◆ EXTRACT TO READ:
= = = =
James V. Schall, S.J. (1928-2019) taught political philosophy at Georgetown University for many years until retiring in 2012. He was the author of over thirty books and countless essays on philosophy, theology, education, morality, and other topics. His of his last books included On Islam: A Chronological Record, 2002-2018 (Ignatius Press, 2018) and The Politics of Heaven and Hell: Christian Themes from Classical, Medieval, and Modern Political Philosophy (Ignatius, 2020).
Tell me what disappoints you and I will tell you what you are.
To be disappointed about something means it did not live up to expectations, to some standard. A football or basketball team may not live up to its pre-season hopes. Disappointment implies that something that could have been otherwise was not accomplished. Strictly speaking, we cannot be disappointed in things just being what they are. We cannot be disappointed in the Sun for being hot; we cannot be disappointed that owls hoot. We can only be disappointed in something that might have been done better, but in fact, was not.
Of course, disappointment might also mean that our estimates or expectations are too high. The raw material or means whereby some lofty goal was to be accomplished is simply not there. We do not put welterweights in the ring with heavyweights. This living or not living up to expectations applies to individuals such as popes, presidents, executives in Silicon Valley, actors, college professors, farmers, or employees at Home Depot and Starbucks. In a sense, the entire stock market is based on expectations of higher or lower earnings for this or that corporation.
Then, too, we have the Ten Commandments and the two Great Commandments. To be disappointed in ourselves, in the way we have chosen to live, may in fact be our first tentative step on the rocky road to redemption. Today, few think that Catholics live up to what is expected of them. Indeed, deep disappointment with hierarchy and ordinary sinners seems to be the central character of our time
In a sense, disappointment can be a healthy thing. It is a sign that the standards by which we measure things are still implicitly recognized. A passage in Psalm 21 reads: “They called on you and they were saved; they trusted and were not disappointed.” If we did not expect that things could and should have been otherwise, we would never notice any problems. Freedom and disappointment go together. We cannot have one without the possibility of the other.
= = = =
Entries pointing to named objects
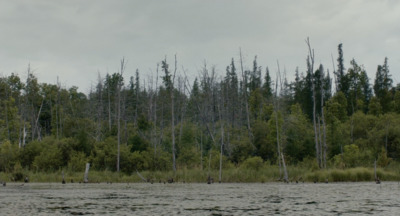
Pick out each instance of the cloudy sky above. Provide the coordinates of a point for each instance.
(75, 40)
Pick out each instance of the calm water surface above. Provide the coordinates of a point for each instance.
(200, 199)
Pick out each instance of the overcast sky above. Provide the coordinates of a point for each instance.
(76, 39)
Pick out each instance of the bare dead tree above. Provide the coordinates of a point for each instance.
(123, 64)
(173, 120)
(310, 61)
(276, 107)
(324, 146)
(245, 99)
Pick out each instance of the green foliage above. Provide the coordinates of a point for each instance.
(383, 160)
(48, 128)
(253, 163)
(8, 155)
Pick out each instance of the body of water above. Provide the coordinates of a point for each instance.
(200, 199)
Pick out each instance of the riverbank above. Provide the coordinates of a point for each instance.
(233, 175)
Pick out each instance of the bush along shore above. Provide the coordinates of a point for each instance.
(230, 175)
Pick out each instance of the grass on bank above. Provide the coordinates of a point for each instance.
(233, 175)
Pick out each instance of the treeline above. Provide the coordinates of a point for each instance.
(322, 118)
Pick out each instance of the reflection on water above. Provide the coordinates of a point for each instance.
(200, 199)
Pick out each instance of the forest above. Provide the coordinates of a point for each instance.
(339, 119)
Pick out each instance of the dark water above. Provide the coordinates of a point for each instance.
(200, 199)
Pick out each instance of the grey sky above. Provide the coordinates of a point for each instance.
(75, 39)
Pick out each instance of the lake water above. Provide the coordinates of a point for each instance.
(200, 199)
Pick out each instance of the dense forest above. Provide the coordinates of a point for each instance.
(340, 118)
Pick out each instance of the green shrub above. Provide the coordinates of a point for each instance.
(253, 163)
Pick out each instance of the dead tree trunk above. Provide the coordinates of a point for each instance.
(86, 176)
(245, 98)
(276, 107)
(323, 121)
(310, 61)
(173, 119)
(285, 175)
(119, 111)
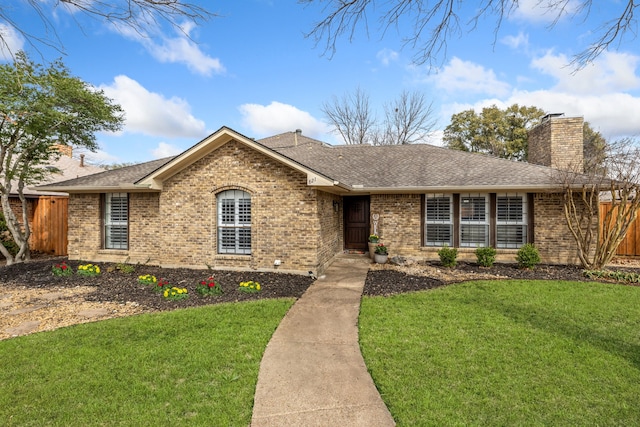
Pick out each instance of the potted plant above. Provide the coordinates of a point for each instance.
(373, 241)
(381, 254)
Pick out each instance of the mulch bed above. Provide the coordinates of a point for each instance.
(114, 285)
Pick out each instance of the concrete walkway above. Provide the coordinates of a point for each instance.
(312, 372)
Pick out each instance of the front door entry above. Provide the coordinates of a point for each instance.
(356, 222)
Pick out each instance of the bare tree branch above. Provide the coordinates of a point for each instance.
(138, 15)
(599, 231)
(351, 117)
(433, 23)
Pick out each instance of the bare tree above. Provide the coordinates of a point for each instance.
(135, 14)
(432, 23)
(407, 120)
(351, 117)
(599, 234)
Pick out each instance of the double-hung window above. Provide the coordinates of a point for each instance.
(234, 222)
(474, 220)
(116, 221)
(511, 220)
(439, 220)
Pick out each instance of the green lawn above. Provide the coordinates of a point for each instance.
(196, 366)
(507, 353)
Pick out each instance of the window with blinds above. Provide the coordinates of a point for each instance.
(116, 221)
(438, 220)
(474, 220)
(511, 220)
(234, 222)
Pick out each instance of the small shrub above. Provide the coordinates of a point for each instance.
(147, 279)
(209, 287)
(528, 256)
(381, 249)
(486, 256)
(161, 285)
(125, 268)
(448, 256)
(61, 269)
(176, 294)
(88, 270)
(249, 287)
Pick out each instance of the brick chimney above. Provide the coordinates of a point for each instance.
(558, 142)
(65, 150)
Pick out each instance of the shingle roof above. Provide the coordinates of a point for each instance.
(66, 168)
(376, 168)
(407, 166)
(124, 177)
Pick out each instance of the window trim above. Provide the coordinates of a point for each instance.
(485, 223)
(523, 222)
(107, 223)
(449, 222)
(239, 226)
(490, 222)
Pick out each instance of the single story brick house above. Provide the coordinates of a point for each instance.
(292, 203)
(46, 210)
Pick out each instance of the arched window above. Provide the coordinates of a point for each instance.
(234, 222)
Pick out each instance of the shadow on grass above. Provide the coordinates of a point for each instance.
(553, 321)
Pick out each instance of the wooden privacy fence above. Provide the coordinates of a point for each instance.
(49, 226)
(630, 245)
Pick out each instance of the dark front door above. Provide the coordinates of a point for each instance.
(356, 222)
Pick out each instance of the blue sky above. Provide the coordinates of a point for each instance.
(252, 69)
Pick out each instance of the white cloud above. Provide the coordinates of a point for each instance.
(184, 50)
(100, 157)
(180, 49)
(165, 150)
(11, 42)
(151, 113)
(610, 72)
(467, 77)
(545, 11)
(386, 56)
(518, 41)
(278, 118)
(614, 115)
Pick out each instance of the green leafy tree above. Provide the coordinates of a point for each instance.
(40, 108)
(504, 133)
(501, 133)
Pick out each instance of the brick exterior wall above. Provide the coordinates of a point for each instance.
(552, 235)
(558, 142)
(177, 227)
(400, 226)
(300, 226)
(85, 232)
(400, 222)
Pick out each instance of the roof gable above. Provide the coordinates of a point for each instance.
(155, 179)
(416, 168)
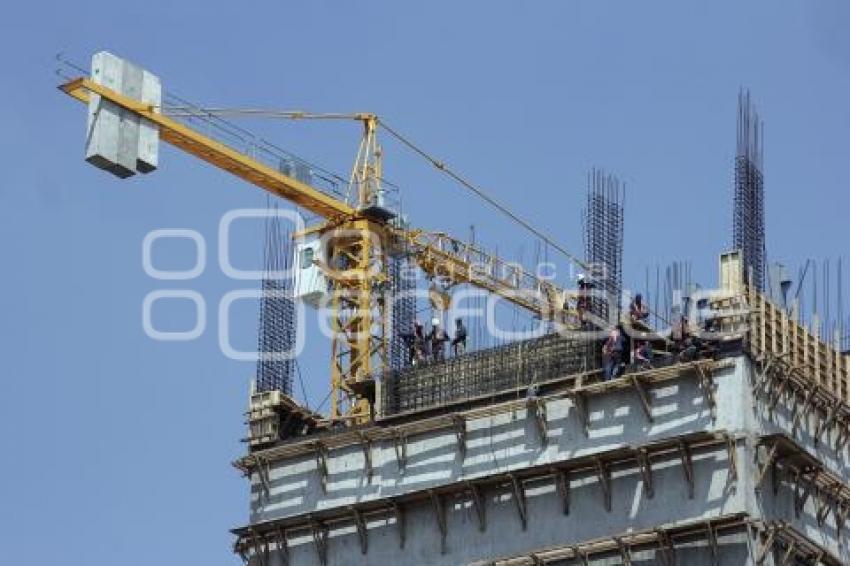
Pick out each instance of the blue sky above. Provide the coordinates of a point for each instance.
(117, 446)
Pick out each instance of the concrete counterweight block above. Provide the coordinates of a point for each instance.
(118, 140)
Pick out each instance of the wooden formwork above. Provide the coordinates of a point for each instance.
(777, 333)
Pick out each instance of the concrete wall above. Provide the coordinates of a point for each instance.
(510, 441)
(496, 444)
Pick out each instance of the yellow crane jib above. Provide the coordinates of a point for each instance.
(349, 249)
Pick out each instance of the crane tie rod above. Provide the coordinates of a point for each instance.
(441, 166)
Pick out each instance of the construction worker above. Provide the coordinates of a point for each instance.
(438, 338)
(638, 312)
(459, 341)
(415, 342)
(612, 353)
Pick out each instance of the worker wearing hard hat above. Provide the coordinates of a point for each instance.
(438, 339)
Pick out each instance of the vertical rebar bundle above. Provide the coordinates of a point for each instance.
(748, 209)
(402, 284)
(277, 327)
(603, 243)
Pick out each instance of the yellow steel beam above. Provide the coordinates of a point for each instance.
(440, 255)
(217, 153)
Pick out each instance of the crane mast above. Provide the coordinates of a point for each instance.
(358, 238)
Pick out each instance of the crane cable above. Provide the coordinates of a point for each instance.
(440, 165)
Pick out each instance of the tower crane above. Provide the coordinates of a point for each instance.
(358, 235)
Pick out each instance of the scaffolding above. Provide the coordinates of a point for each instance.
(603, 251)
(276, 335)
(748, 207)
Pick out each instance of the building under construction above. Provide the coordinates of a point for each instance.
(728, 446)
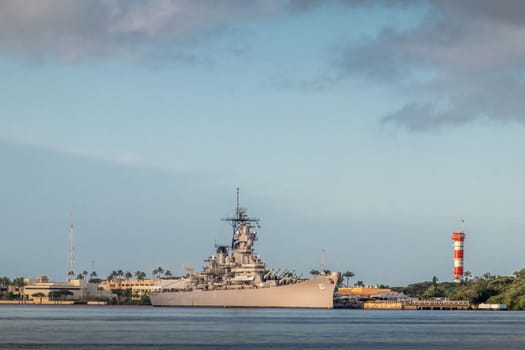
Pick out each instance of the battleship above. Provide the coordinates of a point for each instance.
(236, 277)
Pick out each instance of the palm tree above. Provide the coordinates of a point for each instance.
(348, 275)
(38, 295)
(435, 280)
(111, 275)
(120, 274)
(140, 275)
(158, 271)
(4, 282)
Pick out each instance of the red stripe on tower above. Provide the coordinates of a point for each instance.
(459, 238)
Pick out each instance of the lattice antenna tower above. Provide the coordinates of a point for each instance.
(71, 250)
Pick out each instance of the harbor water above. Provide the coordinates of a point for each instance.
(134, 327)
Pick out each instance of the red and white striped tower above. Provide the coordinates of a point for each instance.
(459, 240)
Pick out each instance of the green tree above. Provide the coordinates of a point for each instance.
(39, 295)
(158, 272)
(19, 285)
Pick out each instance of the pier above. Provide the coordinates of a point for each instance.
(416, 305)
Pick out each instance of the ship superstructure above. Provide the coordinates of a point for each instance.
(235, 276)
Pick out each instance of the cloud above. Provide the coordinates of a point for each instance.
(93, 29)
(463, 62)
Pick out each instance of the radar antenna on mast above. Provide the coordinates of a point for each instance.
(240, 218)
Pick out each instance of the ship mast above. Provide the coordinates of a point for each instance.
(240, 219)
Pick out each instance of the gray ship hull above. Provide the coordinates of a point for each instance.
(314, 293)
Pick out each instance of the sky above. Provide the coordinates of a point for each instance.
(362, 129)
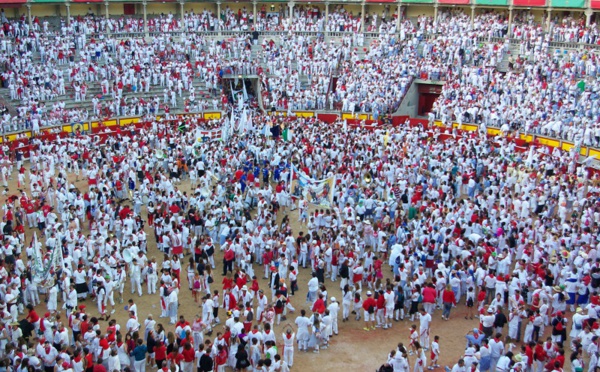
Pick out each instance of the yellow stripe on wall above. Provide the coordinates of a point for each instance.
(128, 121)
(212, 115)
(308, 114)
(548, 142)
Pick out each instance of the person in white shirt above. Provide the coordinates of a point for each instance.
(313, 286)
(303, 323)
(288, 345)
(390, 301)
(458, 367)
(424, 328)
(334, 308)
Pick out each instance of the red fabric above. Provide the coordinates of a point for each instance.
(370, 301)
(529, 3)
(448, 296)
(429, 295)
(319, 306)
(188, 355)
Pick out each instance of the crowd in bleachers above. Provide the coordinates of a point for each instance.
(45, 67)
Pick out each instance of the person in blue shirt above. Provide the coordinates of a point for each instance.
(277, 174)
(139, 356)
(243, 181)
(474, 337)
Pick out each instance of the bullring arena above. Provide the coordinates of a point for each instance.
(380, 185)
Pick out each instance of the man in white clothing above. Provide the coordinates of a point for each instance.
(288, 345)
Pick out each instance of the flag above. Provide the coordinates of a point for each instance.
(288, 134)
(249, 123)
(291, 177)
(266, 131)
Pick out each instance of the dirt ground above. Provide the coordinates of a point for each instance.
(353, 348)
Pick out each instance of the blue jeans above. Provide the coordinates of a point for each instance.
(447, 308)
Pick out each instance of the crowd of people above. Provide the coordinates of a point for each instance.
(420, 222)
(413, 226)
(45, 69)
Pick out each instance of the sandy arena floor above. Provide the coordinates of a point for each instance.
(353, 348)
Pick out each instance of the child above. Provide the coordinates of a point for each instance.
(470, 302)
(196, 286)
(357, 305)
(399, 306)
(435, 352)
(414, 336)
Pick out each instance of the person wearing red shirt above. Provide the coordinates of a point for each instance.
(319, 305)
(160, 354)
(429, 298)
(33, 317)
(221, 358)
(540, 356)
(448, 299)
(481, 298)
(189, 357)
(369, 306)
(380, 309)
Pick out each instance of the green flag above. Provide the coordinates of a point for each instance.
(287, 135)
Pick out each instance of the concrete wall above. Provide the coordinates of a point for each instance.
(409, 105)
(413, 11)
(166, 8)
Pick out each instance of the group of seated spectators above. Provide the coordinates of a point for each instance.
= = = =
◆ COMPLETE THE FOLLOWING:
1/ List the kinds of individuals that the text on disappointment says the idea of living or not living up to expectations applies to.
2/ Sum up the text on disappointment in two sentences.
The records are separate material that has nothing to do with the text on disappointment.

◆ TASK SOLUTIONS:
1/ popes, presidents, executives in Silicon Valley, actors, college professors, farmers, employees at Home Depot and Starbucks

2/ Disappointment means something that could have been done better was not, though it can also show that our expectations were too high. It can be a healthy sign that we still recognize standards, and freedom and disappointment go together.